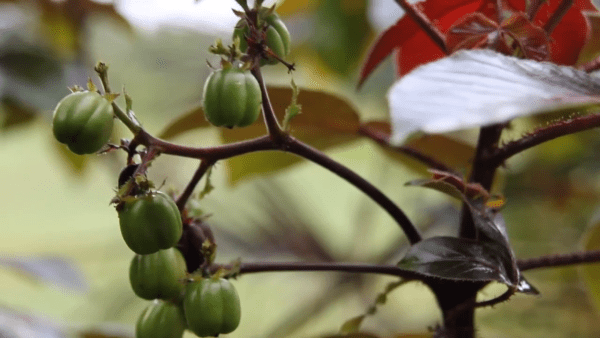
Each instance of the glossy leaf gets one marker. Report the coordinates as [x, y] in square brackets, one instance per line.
[51, 270]
[492, 230]
[459, 259]
[476, 88]
[326, 121]
[471, 31]
[188, 121]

○ ○ ○ ○

» TASK TO CARRY OUT
Please rewrite the records above, swapping "glossy leaf" for "shiny leaf" and changing nothing else. Omit the pictures from your answer.

» REPLY
Each instance of the shiny leaf gets one marker. Report the coordinates as [x, y] in square brackets, one instance per line.
[51, 270]
[492, 230]
[459, 259]
[476, 88]
[326, 121]
[471, 31]
[188, 121]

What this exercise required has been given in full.